#### Page extract:
········
The thermostat is thus diagnosed to have open failure when the
variation of the temperature detected by the temperature sensor
mounted on the upstream side of the radiator in the first flow path
in the specified time period at the time of starting the electric
pump at a cold start of the internal combustion engine is equal to
or greater than the predetermined variation. This configuration
ensures appropriate diagnosis of failure of the thermostat at a
cold start of the internal combustion engine.
[0010] The "first predetermined temperature" may be, for example,
temperature of 75.degree. C., 80.degree. C. or 85.degree. C. The
"second predetermined temperature" may be, for example, temperature
of 45.degree. C., 50.degree. C. or 55.degree. C. The "specified
time period" may be a time period that meets the following two
conditions. The first condition may be that the specified time
period is longer than a time period required for a flow of the
cooling water from an outlet of the cooling water flow path in the
internal combustion engine to the temperature sensor mounted on the
upstream side of the radiator in the first flow path by starting
the electric pump in a state that the first flow path is opened by
the thermostat. The second condition may be that the specified time
period is shorter than a time period required for an increase in
temperature of the cooling water flowing from the second flow path
to the thermostat to the first predetermined temperature after a
start of the electric pump at the cold start of the internal
combustion engine in a normal state of the thermostat. The
"variation in the specified time period" may be, for example, a
variation per unit time in the specified time period (obtained by
dividing a difference between temperature at the start of the
specified time period and temperature at the end of the specified
time period by the specified time period), a maximum value of the
variation per unit time (time variation) in the specified time
period or a variation as a difference between the maximum
temperature and the minimum temperature in the specified time
period. The "predetermined variation" may be a time variation of
temperature such as 1.degree. C./sec, 2.degree. C./sec or 3.degree.
C./sec.
BRIEF DESCRIPTION OF DRAWINGS
[0011] FIG. 1 is a configuration diagram illustrating the schematic
configuration of a cooling apparatus for internal combustion engine
according to one embodiment of the disclosure; and
[0012] FIG. 2 is a flowchart showing an exemplary processing
routine performed for failure diagnosis of the thermostat at a cold
start of the engine.
········
#### Listed entries:

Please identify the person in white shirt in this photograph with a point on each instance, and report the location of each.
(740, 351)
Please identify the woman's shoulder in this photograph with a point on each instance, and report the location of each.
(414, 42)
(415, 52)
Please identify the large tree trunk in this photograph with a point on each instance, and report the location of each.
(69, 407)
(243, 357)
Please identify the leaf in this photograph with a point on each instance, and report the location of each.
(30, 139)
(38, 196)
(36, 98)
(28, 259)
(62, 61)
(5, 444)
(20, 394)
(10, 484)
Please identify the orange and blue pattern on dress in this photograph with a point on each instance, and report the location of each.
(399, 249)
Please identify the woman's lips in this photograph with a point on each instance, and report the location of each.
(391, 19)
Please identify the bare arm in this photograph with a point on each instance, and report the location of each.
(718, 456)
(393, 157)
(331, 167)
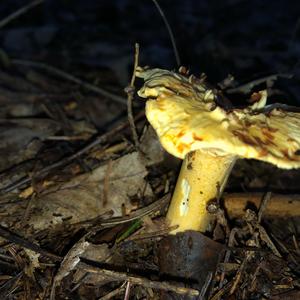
········
#### Exercise requirements:
1 - Please set down the passage of the thermostat extract word for word, beginning at the words "BRIEF DESCRIPTION OF" and stopping after "of the engine.".
2 - Answer these from the thermostat extract, one line each:
(a) What example values does it give for the "second predetermined temperature"?
(b) What does FIG. 2 show?
(c) What example values does it give for the "predetermined variation"?

#### Solutions to the problems:
1 -
BRIEF DESCRIPTION OF DRAWINGS
[0011] FIG. 1 is a configuration diagram illustrating the schematic
configuration of a cooling apparatus for internal combustion engine
according to one embodiment of the disclosure; and
[0012] FIG. 2 is a flowchart showing an exemplary processing
routine performed for failure diagnosis of the thermostat at a cold
start of the engine.

2 -
(a) 45°C, 50°C or 55°C.
(b) A flowchart showing an exemplary processing routine performed for failure diagnosis of the thermostat at a cold start of the engine.
(c) 1°C/sec, 2°C/sec or 3°C/sec.